Available data Block Start

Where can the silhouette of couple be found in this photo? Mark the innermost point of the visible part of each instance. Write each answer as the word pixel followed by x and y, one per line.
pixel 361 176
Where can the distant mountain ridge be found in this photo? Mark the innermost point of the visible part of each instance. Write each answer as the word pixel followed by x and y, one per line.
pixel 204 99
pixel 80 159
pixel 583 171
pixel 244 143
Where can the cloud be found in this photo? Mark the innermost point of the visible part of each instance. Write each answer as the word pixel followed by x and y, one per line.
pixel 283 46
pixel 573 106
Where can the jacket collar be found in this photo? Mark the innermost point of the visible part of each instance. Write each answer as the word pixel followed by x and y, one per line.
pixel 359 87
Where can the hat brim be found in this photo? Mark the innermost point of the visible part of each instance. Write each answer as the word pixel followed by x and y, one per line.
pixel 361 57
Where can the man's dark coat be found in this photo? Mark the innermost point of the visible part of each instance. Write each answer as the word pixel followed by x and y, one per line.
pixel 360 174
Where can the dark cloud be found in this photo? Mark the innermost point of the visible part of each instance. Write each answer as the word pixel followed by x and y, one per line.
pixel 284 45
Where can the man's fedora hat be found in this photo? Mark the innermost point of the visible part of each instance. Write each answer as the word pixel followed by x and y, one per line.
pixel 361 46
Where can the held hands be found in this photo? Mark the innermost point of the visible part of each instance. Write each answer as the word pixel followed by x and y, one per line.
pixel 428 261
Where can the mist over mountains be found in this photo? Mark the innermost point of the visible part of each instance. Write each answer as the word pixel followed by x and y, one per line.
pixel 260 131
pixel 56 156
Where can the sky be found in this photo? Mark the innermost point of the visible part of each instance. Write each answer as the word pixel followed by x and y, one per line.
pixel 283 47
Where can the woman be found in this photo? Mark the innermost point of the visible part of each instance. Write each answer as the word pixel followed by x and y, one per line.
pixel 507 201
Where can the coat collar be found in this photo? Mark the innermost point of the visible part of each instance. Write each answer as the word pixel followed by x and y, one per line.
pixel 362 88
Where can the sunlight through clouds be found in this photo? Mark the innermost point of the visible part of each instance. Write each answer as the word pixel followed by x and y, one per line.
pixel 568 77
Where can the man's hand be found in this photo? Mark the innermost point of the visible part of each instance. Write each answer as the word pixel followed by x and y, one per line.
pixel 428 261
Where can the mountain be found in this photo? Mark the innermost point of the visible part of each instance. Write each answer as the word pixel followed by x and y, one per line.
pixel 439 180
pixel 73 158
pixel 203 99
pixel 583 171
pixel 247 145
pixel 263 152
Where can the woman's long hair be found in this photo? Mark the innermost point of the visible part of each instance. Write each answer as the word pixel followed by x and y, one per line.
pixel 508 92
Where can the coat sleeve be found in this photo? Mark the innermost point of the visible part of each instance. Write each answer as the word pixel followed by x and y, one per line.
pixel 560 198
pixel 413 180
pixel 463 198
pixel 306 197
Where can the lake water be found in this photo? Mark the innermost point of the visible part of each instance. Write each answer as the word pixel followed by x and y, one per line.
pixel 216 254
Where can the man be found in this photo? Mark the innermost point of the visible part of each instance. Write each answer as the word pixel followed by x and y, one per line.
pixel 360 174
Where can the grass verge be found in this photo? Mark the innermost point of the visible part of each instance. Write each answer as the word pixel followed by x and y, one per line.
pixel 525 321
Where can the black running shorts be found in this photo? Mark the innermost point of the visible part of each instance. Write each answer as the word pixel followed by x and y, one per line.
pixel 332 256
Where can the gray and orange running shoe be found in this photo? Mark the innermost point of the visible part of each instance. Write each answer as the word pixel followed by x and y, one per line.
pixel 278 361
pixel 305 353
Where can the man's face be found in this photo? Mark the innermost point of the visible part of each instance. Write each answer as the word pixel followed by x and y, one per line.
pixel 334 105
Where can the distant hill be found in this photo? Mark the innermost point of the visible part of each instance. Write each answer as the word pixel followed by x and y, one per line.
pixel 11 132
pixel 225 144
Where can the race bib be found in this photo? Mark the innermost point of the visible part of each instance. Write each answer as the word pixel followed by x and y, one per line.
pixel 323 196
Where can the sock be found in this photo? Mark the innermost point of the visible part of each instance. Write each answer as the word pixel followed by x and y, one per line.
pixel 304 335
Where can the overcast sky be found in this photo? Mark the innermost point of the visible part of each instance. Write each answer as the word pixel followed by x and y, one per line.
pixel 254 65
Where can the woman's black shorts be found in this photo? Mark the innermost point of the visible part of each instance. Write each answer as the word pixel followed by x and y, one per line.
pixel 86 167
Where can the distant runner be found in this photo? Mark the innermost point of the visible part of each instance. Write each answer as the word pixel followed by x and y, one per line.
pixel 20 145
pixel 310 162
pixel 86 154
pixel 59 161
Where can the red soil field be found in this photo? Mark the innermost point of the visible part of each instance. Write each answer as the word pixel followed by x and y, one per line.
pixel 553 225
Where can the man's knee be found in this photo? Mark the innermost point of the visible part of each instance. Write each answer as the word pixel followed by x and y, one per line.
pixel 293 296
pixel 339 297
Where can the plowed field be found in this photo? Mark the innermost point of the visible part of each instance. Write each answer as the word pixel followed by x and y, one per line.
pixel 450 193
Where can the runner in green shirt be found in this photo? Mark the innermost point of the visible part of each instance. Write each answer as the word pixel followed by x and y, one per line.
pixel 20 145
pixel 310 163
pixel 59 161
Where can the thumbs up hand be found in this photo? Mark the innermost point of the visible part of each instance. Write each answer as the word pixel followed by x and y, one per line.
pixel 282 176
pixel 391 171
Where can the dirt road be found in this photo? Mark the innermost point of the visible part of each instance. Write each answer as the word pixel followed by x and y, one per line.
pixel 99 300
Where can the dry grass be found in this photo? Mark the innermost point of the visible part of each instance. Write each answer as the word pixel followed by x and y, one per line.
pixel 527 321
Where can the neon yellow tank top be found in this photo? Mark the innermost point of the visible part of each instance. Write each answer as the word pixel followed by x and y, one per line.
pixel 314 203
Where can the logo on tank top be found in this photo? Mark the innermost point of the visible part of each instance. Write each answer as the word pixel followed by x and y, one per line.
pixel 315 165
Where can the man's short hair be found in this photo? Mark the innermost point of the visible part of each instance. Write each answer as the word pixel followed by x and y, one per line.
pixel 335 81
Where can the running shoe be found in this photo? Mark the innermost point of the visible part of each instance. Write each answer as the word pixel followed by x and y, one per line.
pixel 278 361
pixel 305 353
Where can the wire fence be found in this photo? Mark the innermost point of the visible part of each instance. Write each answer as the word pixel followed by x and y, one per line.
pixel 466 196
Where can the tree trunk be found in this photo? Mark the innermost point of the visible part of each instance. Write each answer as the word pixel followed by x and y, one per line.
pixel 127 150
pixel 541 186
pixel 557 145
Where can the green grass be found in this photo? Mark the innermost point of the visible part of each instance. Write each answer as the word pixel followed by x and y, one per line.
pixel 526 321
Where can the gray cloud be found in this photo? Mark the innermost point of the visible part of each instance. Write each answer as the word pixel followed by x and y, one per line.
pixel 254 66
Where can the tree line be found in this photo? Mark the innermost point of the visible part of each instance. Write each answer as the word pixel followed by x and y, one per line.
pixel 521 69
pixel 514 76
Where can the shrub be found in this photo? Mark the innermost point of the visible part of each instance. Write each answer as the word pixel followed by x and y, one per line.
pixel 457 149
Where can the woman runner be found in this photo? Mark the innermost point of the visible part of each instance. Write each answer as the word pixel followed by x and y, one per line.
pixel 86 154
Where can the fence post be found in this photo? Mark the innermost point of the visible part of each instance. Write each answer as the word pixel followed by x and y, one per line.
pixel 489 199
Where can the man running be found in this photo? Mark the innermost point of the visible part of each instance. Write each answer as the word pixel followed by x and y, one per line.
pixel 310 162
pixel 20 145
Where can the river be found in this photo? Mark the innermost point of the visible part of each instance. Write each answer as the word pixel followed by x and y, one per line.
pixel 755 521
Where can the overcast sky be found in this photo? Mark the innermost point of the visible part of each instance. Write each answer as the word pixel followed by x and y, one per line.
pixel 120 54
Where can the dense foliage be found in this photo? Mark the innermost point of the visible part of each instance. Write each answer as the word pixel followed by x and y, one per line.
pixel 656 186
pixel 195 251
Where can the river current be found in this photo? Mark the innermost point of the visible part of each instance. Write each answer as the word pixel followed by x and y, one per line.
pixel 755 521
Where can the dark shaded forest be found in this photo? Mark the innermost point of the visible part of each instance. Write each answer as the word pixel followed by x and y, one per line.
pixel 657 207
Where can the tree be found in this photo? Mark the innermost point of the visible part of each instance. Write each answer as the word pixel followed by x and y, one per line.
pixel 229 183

Available data Block End

Exercise description: From where "Where can the river current" appears to the last line of the listing above, please write out every line exactly; leave out the rest.

Written solution:
Where can the river current be found in this photo? Mark the innermost point of the visible part of each instance. Write each answer as the word pixel followed by x and y, one per line.
pixel 755 521
Where can the dark shaded forest be found in this photo? Mark the innermost point of the visible part of each instance. Write each answer as the word pixel followed by x and y, one per line.
pixel 657 207
Where can the tree be found in this photo? Mark the innermost point of the visible part of each instance. Write each answer as the word pixel followed by x and y, one per line.
pixel 229 183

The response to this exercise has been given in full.